_TASK TO COMPLETE_
Reproduce the line that holds "If you could pick out the peony" together with all the lines after it up to the end of the entries.

_DATA UNDER STUDY_
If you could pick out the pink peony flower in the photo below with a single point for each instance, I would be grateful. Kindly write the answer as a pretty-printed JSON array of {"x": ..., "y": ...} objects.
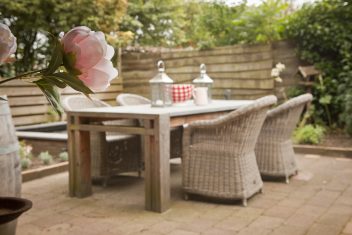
[
  {"x": 8, "y": 43},
  {"x": 88, "y": 55}
]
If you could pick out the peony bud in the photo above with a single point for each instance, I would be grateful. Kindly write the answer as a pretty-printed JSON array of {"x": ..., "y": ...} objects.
[
  {"x": 8, "y": 43},
  {"x": 87, "y": 54}
]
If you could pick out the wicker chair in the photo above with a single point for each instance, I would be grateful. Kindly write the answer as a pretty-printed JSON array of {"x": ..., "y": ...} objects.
[
  {"x": 175, "y": 134},
  {"x": 274, "y": 151},
  {"x": 218, "y": 157},
  {"x": 116, "y": 153}
]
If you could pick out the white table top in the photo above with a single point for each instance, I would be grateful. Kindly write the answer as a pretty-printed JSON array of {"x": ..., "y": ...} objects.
[{"x": 188, "y": 108}]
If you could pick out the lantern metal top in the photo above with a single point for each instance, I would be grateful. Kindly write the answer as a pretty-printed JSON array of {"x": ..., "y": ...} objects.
[
  {"x": 161, "y": 77},
  {"x": 203, "y": 78}
]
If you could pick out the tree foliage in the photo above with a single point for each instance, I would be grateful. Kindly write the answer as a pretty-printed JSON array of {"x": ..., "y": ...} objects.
[
  {"x": 324, "y": 38},
  {"x": 210, "y": 24},
  {"x": 262, "y": 23},
  {"x": 28, "y": 19},
  {"x": 155, "y": 22}
]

_EXERCISE SOLUTION_
If you could pick out the peony bud in the photo above with a single point for each instance, I would be grateful. Kindly write the answer as a pretty-printed JSON array of {"x": ..., "y": ...} objects.
[
  {"x": 8, "y": 43},
  {"x": 87, "y": 54}
]
If you could pick out the wicker chair in the photo above with a single point for each instance, I would be grateful. Kindly write the answer as a pretty-printed JSON array of {"x": ..., "y": ...} objects.
[
  {"x": 175, "y": 134},
  {"x": 274, "y": 151},
  {"x": 218, "y": 157},
  {"x": 116, "y": 153}
]
If you could pick out the white table top in the photo above with a single point for each instance, I would be grateful. Kindly write the answer as a pretty-printed JSON array of {"x": ..., "y": ...} objects.
[{"x": 188, "y": 108}]
If you could pick out the lantern metal top in the photo above with a single point for each instance, I would be grateful. Kindly write the answer as a pretty-printed JSON array of {"x": ..., "y": ...} objects.
[
  {"x": 161, "y": 77},
  {"x": 203, "y": 78}
]
If you could pick out the tree foliage in the photo above with a single point for each instance, I would be grateful. Kindly write the answer as a pretty-printed JSON array of {"x": ..., "y": ...} objects.
[
  {"x": 324, "y": 38},
  {"x": 210, "y": 24},
  {"x": 262, "y": 23},
  {"x": 28, "y": 19},
  {"x": 155, "y": 22}
]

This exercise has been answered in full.